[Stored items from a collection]
....................

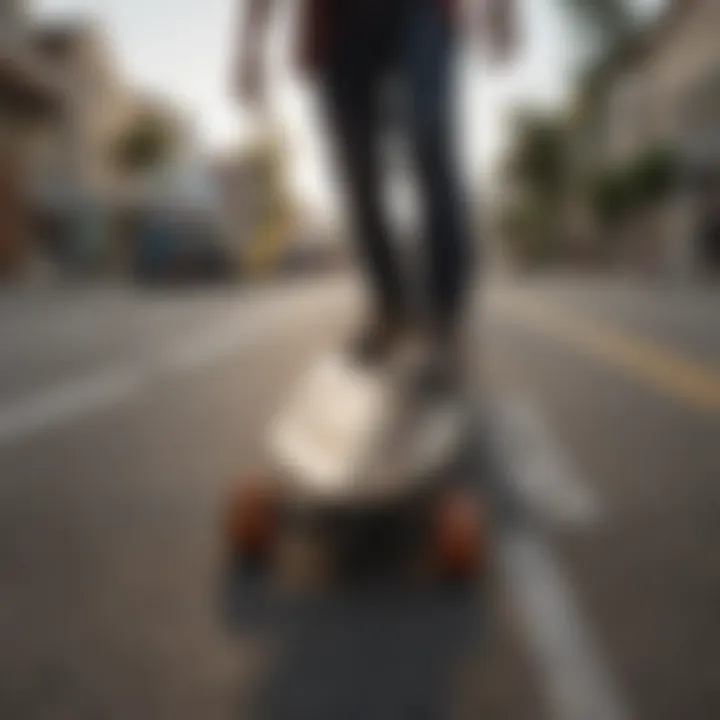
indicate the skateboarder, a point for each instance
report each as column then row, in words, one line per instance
column 352, row 47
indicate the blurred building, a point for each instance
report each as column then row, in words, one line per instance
column 256, row 207
column 664, row 96
column 86, row 192
column 29, row 100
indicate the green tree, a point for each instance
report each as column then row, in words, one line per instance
column 147, row 142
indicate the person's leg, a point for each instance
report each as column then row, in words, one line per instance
column 350, row 84
column 427, row 57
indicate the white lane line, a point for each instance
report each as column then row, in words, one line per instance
column 200, row 349
column 575, row 681
column 72, row 399
column 67, row 401
column 544, row 478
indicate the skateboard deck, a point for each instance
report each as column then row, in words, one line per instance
column 349, row 434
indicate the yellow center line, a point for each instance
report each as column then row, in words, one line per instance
column 690, row 381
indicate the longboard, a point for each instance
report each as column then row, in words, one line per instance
column 351, row 435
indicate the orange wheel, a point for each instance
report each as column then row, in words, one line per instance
column 251, row 525
column 461, row 537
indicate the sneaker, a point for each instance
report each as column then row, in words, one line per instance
column 376, row 342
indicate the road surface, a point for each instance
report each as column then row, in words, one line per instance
column 125, row 417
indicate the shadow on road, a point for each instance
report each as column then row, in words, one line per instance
column 376, row 649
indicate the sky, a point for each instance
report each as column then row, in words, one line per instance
column 184, row 50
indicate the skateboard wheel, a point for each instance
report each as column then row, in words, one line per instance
column 252, row 520
column 460, row 537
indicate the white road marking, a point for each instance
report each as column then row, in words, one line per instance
column 79, row 396
column 575, row 681
column 67, row 401
column 544, row 478
column 200, row 348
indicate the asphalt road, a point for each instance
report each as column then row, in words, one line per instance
column 126, row 417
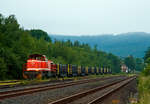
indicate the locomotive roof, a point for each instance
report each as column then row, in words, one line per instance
column 36, row 55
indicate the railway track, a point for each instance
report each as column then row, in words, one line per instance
column 19, row 92
column 84, row 97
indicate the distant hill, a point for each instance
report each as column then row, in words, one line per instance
column 133, row 43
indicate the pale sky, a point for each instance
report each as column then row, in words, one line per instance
column 80, row 17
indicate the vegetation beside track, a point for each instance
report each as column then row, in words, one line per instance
column 144, row 89
column 37, row 81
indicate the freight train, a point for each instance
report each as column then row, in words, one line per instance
column 38, row 66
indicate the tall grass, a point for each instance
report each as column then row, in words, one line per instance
column 144, row 89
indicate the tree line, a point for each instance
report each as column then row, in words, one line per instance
column 16, row 44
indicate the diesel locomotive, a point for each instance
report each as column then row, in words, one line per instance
column 38, row 66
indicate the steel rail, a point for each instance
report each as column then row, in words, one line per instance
column 19, row 92
column 85, row 93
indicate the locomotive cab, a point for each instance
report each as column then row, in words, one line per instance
column 38, row 66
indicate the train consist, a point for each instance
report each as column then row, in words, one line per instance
column 38, row 66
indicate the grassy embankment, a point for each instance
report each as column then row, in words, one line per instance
column 144, row 89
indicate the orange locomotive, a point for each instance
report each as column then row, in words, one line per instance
column 38, row 66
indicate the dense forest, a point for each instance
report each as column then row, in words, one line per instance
column 16, row 44
column 133, row 43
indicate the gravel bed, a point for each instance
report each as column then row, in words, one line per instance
column 124, row 94
column 51, row 95
column 89, row 98
column 48, row 83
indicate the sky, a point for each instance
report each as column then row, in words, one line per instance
column 80, row 17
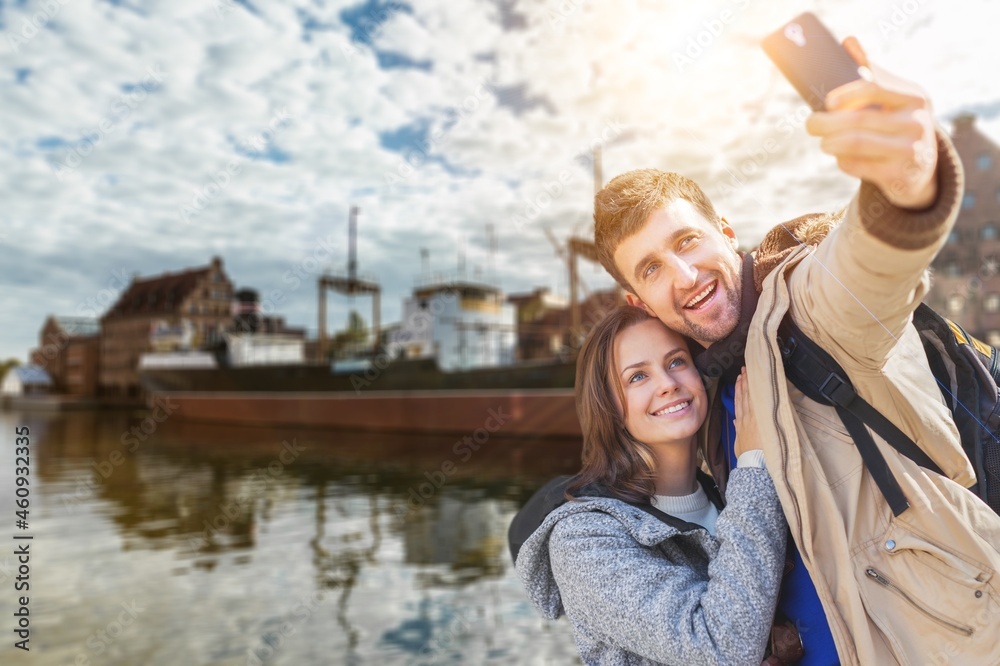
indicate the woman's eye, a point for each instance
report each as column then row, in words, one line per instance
column 637, row 376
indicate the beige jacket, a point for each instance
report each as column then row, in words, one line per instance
column 921, row 588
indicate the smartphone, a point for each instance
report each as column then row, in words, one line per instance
column 810, row 58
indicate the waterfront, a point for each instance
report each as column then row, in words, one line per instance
column 203, row 544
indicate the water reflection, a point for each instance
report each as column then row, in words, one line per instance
column 276, row 546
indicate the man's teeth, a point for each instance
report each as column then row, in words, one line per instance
column 700, row 297
column 673, row 408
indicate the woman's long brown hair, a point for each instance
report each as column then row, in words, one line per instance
column 611, row 456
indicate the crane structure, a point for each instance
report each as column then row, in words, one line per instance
column 350, row 285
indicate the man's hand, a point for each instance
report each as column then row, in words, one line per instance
column 881, row 130
column 747, row 438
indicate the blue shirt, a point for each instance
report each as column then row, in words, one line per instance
column 798, row 599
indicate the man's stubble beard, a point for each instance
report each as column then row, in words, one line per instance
column 731, row 313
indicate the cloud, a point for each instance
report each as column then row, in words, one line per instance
column 436, row 119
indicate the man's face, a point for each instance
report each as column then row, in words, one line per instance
column 685, row 271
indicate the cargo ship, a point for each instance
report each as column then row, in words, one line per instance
column 449, row 367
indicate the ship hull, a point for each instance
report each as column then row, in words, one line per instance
column 473, row 413
column 532, row 400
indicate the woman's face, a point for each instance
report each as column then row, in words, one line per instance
column 665, row 398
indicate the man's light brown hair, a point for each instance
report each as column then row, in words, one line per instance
column 622, row 208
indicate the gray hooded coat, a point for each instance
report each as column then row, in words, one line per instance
column 639, row 591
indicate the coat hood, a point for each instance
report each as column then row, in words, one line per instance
column 533, row 565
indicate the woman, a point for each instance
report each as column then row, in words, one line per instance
column 697, row 586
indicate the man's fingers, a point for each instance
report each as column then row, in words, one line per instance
column 902, row 123
column 861, row 93
column 869, row 146
column 853, row 48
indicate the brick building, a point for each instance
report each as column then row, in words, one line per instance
column 69, row 351
column 202, row 296
column 966, row 284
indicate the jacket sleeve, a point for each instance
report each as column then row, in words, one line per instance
column 652, row 602
column 869, row 274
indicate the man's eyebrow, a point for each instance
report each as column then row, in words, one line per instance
column 648, row 258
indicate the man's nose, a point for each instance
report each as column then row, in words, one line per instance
column 685, row 274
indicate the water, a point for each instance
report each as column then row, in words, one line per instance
column 202, row 544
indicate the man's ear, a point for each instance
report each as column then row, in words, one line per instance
column 634, row 300
column 729, row 232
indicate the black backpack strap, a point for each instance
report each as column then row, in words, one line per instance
column 820, row 377
column 545, row 500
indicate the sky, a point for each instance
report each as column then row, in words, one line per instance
column 145, row 137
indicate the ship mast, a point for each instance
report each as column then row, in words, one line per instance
column 350, row 285
column 586, row 249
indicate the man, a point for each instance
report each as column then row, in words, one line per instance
column 853, row 293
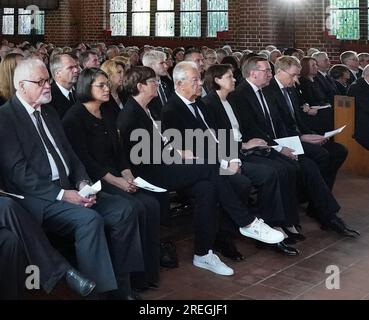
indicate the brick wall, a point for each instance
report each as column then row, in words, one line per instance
column 253, row 24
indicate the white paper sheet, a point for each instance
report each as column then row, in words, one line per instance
column 11, row 194
column 87, row 190
column 292, row 143
column 334, row 132
column 143, row 184
column 321, row 107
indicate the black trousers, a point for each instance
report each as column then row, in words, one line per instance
column 328, row 157
column 203, row 184
column 279, row 189
column 32, row 240
column 86, row 227
column 147, row 209
column 12, row 266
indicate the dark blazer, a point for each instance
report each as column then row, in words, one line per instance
column 95, row 141
column 23, row 160
column 59, row 101
column 312, row 93
column 353, row 78
column 249, row 110
column 215, row 107
column 155, row 105
column 294, row 126
column 360, row 90
column 176, row 115
column 134, row 117
column 327, row 86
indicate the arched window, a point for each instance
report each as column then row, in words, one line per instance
column 168, row 18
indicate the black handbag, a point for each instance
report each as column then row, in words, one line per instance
column 256, row 151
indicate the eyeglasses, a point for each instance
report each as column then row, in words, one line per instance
column 152, row 81
column 265, row 70
column 41, row 82
column 290, row 74
column 102, row 85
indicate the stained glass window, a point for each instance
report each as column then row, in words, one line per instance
column 29, row 22
column 344, row 19
column 8, row 21
column 190, row 12
column 217, row 16
column 164, row 17
column 190, row 18
column 141, row 17
column 118, row 17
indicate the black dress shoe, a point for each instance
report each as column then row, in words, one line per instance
column 336, row 224
column 228, row 249
column 168, row 255
column 280, row 247
column 79, row 283
column 295, row 236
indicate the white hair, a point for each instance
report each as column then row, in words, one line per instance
column 24, row 69
column 153, row 56
column 366, row 72
column 180, row 70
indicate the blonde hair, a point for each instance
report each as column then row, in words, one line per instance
column 7, row 67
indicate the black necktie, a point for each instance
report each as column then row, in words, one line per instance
column 71, row 97
column 268, row 119
column 203, row 125
column 63, row 178
column 162, row 94
column 286, row 97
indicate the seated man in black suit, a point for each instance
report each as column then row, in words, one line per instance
column 156, row 60
column 37, row 161
column 65, row 71
column 201, row 182
column 351, row 61
column 327, row 154
column 183, row 112
column 29, row 245
column 261, row 118
column 360, row 90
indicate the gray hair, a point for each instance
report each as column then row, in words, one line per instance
column 366, row 72
column 24, row 69
column 319, row 54
column 180, row 70
column 153, row 56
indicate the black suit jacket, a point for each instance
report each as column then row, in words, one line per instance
column 23, row 160
column 327, row 86
column 215, row 107
column 360, row 90
column 95, row 141
column 59, row 101
column 294, row 126
column 176, row 115
column 249, row 110
column 134, row 117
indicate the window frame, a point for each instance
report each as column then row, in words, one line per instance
column 203, row 24
column 16, row 22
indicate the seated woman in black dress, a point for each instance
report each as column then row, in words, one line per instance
column 92, row 133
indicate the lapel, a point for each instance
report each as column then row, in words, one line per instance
column 28, row 131
column 188, row 119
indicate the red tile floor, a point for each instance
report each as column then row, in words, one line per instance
column 269, row 275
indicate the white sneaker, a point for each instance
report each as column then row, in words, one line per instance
column 212, row 262
column 259, row 230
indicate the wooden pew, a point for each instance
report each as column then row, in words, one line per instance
column 357, row 161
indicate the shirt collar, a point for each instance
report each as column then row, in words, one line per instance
column 281, row 86
column 185, row 100
column 64, row 91
column 28, row 107
column 255, row 88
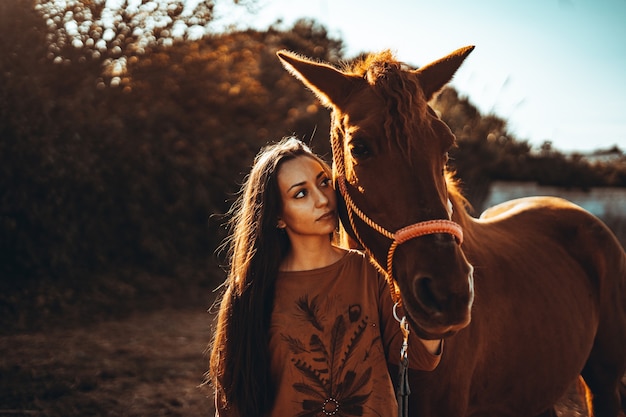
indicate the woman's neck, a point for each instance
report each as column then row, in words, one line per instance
column 305, row 256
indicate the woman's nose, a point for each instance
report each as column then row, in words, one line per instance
column 321, row 199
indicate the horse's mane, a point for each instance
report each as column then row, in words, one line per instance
column 399, row 87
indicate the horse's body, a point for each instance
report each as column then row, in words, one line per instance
column 543, row 281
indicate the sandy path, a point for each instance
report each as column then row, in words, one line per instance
column 149, row 364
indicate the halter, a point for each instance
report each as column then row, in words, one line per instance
column 402, row 235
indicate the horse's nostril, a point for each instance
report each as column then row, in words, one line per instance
column 426, row 296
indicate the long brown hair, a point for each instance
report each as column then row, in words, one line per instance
column 240, row 361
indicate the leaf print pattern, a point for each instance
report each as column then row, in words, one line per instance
column 328, row 387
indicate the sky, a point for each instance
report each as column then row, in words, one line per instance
column 554, row 69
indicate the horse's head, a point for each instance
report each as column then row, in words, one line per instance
column 389, row 158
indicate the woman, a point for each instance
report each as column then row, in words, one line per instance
column 304, row 327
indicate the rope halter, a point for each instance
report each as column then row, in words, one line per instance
column 402, row 235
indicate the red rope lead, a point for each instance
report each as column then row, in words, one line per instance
column 428, row 228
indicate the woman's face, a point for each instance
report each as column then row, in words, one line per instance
column 309, row 204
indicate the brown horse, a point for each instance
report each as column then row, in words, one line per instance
column 528, row 297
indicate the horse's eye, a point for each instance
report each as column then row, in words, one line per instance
column 359, row 149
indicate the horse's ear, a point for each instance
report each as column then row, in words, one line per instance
column 330, row 85
column 434, row 76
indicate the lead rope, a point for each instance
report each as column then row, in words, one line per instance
column 403, row 390
column 415, row 230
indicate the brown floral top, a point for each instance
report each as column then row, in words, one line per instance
column 332, row 329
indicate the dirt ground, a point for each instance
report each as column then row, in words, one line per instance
column 150, row 364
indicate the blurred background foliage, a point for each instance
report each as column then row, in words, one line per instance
column 125, row 134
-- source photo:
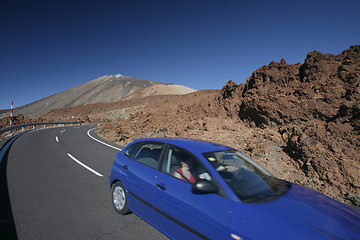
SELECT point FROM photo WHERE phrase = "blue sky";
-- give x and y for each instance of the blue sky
(50, 46)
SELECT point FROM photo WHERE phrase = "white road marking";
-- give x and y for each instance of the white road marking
(83, 165)
(101, 141)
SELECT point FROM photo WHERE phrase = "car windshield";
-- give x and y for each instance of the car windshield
(250, 182)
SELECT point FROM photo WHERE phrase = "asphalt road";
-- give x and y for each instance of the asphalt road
(58, 188)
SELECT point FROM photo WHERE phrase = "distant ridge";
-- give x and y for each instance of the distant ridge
(110, 88)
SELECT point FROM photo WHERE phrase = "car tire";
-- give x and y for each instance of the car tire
(119, 198)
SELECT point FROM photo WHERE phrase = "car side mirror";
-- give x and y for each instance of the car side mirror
(203, 186)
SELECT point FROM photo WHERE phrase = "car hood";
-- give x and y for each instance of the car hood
(301, 213)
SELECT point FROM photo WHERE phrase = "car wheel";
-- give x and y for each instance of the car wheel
(119, 198)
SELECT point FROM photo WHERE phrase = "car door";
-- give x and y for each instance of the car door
(141, 171)
(188, 214)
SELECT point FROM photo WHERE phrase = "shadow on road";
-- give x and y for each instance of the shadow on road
(7, 225)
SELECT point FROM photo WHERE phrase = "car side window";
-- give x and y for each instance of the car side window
(184, 165)
(147, 153)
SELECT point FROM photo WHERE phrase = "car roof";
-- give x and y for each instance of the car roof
(193, 145)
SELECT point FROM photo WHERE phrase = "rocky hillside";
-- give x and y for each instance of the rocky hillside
(104, 89)
(300, 121)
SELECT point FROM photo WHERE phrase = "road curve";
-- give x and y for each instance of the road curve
(58, 188)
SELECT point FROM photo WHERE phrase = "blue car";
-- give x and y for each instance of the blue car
(191, 189)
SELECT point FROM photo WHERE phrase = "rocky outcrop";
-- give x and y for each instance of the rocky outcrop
(315, 107)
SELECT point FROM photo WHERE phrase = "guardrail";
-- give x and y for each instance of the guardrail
(22, 126)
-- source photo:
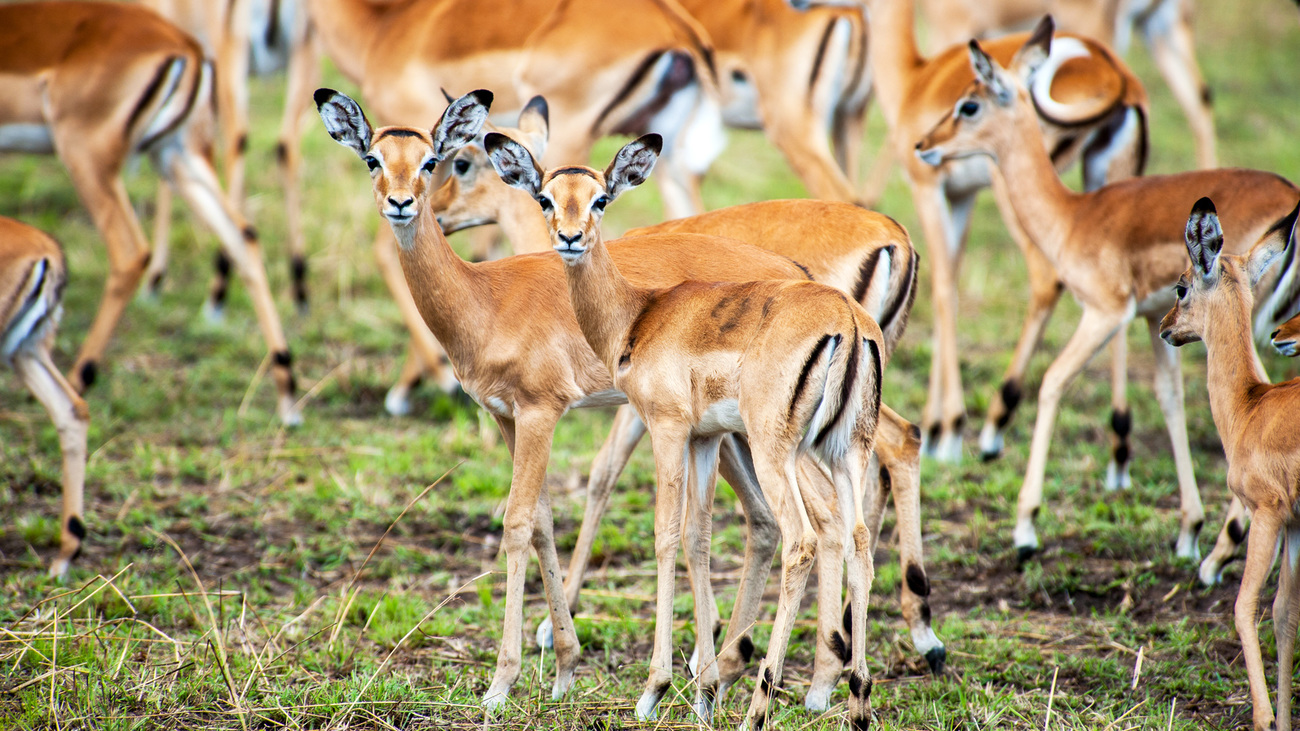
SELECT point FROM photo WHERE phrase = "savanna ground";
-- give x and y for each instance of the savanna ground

....................

→ Directions
Take every line from the records that holds "track" and copy it down.

→ Task result
indicate the railway track, a point for each instance
indicate the vegetation beside track, a point for each instance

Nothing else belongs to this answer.